Lay out everything below, from the line containing "Where can the cat's body" down to the end of the records, as a Markdown table with the columns Row and Record line. Number each line in order and skip any blank lines.

### GIVEN DATA ###

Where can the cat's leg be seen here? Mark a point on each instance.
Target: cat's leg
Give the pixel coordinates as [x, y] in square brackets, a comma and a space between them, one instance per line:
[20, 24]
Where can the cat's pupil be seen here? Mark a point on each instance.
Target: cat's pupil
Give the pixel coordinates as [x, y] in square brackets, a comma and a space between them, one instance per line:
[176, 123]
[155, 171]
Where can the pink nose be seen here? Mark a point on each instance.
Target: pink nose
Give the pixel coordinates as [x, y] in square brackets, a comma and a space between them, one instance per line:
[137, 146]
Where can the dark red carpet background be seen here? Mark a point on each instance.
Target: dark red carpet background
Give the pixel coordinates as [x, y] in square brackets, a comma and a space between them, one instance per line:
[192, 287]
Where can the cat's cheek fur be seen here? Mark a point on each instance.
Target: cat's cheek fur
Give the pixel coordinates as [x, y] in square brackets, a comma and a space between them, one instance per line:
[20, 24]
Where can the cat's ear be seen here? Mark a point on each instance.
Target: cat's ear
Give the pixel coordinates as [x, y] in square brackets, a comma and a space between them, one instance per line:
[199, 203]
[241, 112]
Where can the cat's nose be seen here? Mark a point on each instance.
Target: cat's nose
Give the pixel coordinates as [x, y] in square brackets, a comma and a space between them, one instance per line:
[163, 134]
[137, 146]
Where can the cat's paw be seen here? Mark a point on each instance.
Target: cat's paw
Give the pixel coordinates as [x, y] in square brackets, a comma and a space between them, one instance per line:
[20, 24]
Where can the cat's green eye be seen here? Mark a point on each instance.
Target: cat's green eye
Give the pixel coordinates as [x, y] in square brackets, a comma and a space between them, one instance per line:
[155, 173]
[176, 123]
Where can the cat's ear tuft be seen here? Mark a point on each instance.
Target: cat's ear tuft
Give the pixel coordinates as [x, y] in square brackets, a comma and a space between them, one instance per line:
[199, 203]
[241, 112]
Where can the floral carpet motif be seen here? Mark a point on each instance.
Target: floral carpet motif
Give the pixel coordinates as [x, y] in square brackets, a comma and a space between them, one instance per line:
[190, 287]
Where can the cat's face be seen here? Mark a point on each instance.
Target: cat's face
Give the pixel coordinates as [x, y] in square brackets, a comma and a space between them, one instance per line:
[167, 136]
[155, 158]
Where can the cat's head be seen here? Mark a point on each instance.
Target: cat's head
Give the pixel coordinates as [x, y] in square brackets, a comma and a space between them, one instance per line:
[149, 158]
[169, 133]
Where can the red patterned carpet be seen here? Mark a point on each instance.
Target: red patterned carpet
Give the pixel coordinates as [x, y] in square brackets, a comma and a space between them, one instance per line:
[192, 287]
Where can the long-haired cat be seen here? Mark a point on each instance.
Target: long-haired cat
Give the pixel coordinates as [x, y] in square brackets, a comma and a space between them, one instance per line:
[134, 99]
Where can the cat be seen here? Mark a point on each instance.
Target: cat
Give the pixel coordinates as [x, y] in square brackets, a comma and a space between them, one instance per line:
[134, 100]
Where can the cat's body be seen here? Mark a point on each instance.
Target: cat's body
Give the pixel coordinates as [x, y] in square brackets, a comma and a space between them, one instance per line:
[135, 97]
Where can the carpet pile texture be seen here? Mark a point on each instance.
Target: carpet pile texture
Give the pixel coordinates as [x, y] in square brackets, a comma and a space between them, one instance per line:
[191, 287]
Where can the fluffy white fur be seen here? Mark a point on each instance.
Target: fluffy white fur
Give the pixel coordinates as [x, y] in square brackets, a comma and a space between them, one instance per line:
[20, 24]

###

RESULT OF THIS TASK -
| Row | Record line |
|---|---|
| 1 | Where can the cat's body be seen here? Mark a point on each instance. |
| 2 | Target: cat's body |
| 3 | Give the pixel coordinates as [x, y] in square brackets, a comma and a space between them, one instance per line: |
| 4 | [135, 97] |
| 5 | Where can the carpet pile texture be seen here? Mark a point on each instance. |
| 6 | Target: carpet pile texture |
| 7 | Give the pixel coordinates as [x, y] in square brackets, a comma and a space between them, one instance per line: |
| 8 | [191, 287] |
| 9 | Where can the fluffy white fur be seen here? Mark a point on each instance. |
| 10 | Target: fluffy white fur |
| 11 | Give the pixel coordinates as [x, y] in square brackets, a comma and a space between them, one instance per line: |
| 12 | [20, 24] |